_Objective_:
Rewrite every line of the material below, keeping all other text unchanged. Multiply each coordinate in the GeoJSON points by 2.45 and round it to a whole number, rounding halves up.

_Material shown_:

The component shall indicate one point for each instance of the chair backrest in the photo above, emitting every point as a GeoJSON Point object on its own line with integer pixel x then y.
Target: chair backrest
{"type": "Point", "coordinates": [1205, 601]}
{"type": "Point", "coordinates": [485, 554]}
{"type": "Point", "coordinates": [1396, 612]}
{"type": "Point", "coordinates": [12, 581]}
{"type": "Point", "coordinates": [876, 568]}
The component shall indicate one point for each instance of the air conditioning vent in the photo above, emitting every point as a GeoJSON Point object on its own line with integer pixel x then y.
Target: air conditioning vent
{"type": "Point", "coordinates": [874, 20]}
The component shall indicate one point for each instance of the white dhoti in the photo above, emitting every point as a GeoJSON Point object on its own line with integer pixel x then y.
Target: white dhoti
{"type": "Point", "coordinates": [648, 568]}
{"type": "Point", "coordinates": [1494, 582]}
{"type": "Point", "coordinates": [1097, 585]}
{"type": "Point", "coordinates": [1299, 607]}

_Answer for the task_:
The component shall indicate one point for each instance of the chair backrest in the photo above, emitting every point as a GeoJSON Point object on its own line with integer pixel x then y.
Target: chair backrest
{"type": "Point", "coordinates": [2952, 1472]}
{"type": "Point", "coordinates": [1188, 1357]}
{"type": "Point", "coordinates": [3420, 1499]}
{"type": "Point", "coordinates": [29, 1423]}
{"type": "Point", "coordinates": [2146, 1392]}
The component shall indicate one point for each instance of the air conditioning vent in the photo above, emitting every point as a GeoJSON Point object on its own line with integer pixel x then y.
Target: air conditioning vent
{"type": "Point", "coordinates": [2141, 49]}
The component shall indicate one point for each instance of the white dhoti in the photo above, emitting every point as a GeoJSON Point object on its own line with integer pixel x then y.
Target: white dhoti
{"type": "Point", "coordinates": [1588, 1392]}
{"type": "Point", "coordinates": [3660, 1426]}
{"type": "Point", "coordinates": [2688, 1433]}
{"type": "Point", "coordinates": [3183, 1487]}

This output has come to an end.